Sechs junge Türken in Rosenheim

Mitte September griff die Bundespolizei im bayerischen Rosenheim sechs junge Männer zwischen 18 und 25 Jahren auf, die für die Fahrt in einem LKW aus der Türkei bis nach Österreich etwa 8000 Euro pro Person gezahlt hatten. Den Polizisten sagten sie, dass sie Asyl beantragen und in Deutschland arbeiten und Geld verdienen wollten. Allerdings stellt die schlechte wirtschaftliche Lage im Herkunftsland keinen Asylgrund dar - doch das wussten die Männer nicht. Zu früheren Zeiten hatten die Schleuser die Flüchtlinge oft auf eine Begegnung mit der Polizei vorbereitet oder sie bis zu ihrer Abholung durch Verwandte begleitet. Das ist heute aber offenbar kaum noch der Fall. 

Die Bundestagsabgeordnete Clara Bünger, Die Linke, stellt regelmäßig Anfragen zu AsylzahlenBild: Ben Gross

Ein anderer Fall aus Kreuth macht noch deutlicher, wie unvorbereitet Schleuser die Flüchtenden einfach an deren Ziel aussetzen. Kreuth ist ein kleiner Ort an der österreichisch-deutschen Grenze, in dem Ortsfremde schnell auffallen. Und diese Gruppe bestand aus gleich elf Fremden, fünf Erwachsenen und sechs Kindern im Alter zwischen einem und 13 Jahren. Sie suchten Zuflucht in einem zu später Stunde noch geöffneten Schnellrestaurant. Ein Angestellter alarmierte die Polizei. Es waren Kurden aus der Türkei, die einfach direkt hinter der Grenze abgesetzt worden waren, stellten die Beamten später fest.

### Übungsdaten
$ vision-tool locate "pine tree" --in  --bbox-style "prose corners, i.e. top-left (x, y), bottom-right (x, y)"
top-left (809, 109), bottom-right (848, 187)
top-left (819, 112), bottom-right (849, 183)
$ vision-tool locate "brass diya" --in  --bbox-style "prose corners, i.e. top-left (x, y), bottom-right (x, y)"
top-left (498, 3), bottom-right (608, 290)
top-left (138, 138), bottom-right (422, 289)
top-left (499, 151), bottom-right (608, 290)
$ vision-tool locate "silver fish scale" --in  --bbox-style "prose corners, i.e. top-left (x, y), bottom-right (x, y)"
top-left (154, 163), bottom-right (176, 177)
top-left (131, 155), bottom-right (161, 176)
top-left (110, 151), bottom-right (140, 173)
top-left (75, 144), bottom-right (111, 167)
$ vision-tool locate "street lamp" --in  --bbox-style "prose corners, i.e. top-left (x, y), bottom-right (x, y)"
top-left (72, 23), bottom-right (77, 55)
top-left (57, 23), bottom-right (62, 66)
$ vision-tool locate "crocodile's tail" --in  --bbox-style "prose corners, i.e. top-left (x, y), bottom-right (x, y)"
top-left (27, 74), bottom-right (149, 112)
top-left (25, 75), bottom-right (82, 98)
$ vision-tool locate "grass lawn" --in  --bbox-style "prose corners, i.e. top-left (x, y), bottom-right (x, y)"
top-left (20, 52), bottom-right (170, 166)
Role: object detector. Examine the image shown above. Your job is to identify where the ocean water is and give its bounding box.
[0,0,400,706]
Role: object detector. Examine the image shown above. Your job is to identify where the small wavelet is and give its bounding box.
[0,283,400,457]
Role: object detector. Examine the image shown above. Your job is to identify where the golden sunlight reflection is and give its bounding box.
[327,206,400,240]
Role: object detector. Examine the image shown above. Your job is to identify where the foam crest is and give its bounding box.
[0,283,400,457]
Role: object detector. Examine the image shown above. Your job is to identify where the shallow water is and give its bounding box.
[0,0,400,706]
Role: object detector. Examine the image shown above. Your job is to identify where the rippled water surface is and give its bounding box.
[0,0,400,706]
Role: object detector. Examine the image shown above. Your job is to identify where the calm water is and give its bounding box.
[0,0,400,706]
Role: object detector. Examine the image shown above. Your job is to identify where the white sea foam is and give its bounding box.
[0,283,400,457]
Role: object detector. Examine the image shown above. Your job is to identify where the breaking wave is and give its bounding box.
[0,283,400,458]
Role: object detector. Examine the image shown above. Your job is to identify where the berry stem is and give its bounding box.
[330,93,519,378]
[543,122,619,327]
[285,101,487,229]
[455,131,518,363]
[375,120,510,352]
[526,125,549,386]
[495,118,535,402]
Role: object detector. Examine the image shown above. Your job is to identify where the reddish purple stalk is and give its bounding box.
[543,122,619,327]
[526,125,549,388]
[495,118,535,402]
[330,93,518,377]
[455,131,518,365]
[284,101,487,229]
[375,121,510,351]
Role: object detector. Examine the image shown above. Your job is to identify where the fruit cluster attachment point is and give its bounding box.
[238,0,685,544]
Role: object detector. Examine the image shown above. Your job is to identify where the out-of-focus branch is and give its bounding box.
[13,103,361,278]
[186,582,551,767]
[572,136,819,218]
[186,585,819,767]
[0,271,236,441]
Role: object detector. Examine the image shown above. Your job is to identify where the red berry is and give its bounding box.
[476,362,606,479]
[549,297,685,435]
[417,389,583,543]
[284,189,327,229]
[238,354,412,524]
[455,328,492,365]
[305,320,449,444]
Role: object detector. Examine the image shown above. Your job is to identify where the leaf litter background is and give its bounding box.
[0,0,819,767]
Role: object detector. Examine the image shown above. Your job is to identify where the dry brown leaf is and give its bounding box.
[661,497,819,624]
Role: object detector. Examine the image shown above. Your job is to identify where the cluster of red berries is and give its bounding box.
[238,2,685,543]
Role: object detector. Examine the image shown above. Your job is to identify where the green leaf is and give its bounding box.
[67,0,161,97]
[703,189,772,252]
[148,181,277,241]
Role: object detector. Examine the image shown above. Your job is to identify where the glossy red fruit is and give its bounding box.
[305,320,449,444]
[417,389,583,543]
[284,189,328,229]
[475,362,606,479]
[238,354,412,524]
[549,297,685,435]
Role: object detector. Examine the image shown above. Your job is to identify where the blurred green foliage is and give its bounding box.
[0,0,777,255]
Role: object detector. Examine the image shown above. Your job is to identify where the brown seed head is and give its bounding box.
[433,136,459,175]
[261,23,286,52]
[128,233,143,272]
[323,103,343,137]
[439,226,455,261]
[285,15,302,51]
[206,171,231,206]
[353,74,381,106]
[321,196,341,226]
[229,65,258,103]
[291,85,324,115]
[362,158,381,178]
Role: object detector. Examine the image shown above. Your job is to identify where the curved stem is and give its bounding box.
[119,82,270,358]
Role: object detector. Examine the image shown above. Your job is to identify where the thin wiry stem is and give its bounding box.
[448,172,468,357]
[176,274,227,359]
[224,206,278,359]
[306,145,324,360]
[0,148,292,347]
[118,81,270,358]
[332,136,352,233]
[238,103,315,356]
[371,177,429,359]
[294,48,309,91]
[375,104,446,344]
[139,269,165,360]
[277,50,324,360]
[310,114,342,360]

### Aufgabe
Gib den Abschnitt aus dem Text über die Schleusungen wieder, der mit „Die Bundestagsabgeordnete Clara“ beginnt und bis „Beamten später fest.“ reicht. Tausche dabei „Schnellrestaurant“ gegen „Gasthaus“ aus. Die Auflistung stammt aus einer anderen Quelle als der Text über die Schleusungen.

### Lösung
Die Bundestagsabgeordnete Clara Bünger, Die Linke, stellt regelmäßig Anfragen zu AsylzahlenBild: Ben Gross

Ein anderer Fall aus Kreuth macht noch deutlicher, wie unvorbereitet Schleuser die Flüchtenden einfach an deren Ziel aussetzen. Kreuth ist ein kleiner Ort an der österreichisch-deutschen Grenze, in dem Ortsfremde schnell auffallen. Und diese Gruppe bestand aus gleich elf Fremden, fünf Erwachsenen und sechs Kindern im Alter zwischen einem und 13 Jahren. Sie suchten Zuflucht in einem zu später Stunde noch geöffneten Gasthaus. Ein Angestellter alarmierte die Polizei. Es waren Kurden aus der Türkei, die einfach direkt hinter der Grenze abgesetzt worden waren, stellten die Beamten später fest.